Can you put every line of the listing below into a numbered list, skipping any blank lines?

+===+

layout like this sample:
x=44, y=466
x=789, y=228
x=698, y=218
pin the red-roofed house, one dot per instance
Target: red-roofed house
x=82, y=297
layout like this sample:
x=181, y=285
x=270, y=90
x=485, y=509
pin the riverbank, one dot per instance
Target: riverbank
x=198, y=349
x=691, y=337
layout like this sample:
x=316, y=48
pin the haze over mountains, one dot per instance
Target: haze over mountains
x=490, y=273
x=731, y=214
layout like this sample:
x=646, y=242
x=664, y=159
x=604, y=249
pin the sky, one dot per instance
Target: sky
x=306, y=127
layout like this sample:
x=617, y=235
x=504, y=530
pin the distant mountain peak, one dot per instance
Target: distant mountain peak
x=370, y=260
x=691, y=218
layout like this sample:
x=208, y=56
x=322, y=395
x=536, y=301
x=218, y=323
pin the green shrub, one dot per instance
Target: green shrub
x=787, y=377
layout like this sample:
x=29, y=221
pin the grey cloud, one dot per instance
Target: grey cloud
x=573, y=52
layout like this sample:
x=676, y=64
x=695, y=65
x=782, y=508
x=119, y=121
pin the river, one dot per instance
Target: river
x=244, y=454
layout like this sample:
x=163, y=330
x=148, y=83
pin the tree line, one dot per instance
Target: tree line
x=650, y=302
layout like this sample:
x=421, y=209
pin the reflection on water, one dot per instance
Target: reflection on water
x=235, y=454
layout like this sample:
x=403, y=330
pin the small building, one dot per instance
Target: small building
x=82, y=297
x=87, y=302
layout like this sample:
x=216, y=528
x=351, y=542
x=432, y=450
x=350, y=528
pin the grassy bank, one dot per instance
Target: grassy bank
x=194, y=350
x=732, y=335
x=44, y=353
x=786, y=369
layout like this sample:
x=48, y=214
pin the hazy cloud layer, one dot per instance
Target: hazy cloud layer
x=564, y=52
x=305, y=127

+===+

RESPONSE TO THE TASK:
1. layout like this sample:
2. x=44, y=466
3. x=789, y=228
4. x=698, y=218
5. pin the red-roofed house, one dot per instance
6. Target: red-roofed house
7. x=82, y=297
8. layout like this sample:
9. x=181, y=285
10. x=270, y=90
11. x=485, y=509
12. pin the riverbank, one dot per instance
13. Target: riverbank
14. x=198, y=349
15. x=691, y=337
16. layout like this sample:
17. x=316, y=48
18. pin the haze over mountains, one dot per instance
19. Target: haze over mountains
20. x=490, y=273
21. x=731, y=214
22. layout like this sample:
23. x=646, y=242
24. x=664, y=159
25. x=604, y=249
26. pin the sky, one dot per instance
27. Target: sky
28. x=306, y=127
29. layout like this sample:
30. x=617, y=235
31. x=504, y=530
32. pin the distant mountain peak, one dot per instance
33. Target: distant mountain peak
34. x=370, y=260
35. x=691, y=218
36. layout like this sample:
37. x=208, y=56
38. x=322, y=395
39. x=536, y=301
40. x=218, y=323
41. pin the green shrub, one dot per instance
42. Target: green shrub
43. x=787, y=377
44. layout like this sample:
45. x=29, y=221
46. pin the grey cloud, one dot per instance
47. Target: grey cloud
48. x=573, y=52
49. layout like this sample:
50. x=676, y=64
51. x=695, y=65
52. x=782, y=508
53. x=119, y=121
54. pin the river, one dot per instance
55. Target: river
56. x=244, y=454
57. layout like this sample:
58. x=163, y=330
59. x=148, y=83
60. pin the tree line, one dot per instance
61. Target: tree line
62. x=650, y=302
63. layout like this sample:
64. x=421, y=209
65. pin the reflection on water, one dot per instance
66. Target: reflection on water
67. x=235, y=454
68. layout like this sample:
69. x=403, y=330
70. pin the small building, one dot per instance
71. Target: small building
72. x=82, y=297
73. x=87, y=302
74. layout like this sample:
75. x=216, y=528
76. x=351, y=542
77. x=432, y=450
78. x=350, y=528
79. pin the grassy bank, one dot per instance
80. Target: grassy bank
81. x=194, y=350
82. x=732, y=335
83. x=44, y=353
84. x=786, y=369
85. layout like this sample:
86. x=48, y=214
87. pin the hazy cloud layer, one dot per instance
88. Target: hazy cloud layer
89. x=564, y=52
90. x=305, y=127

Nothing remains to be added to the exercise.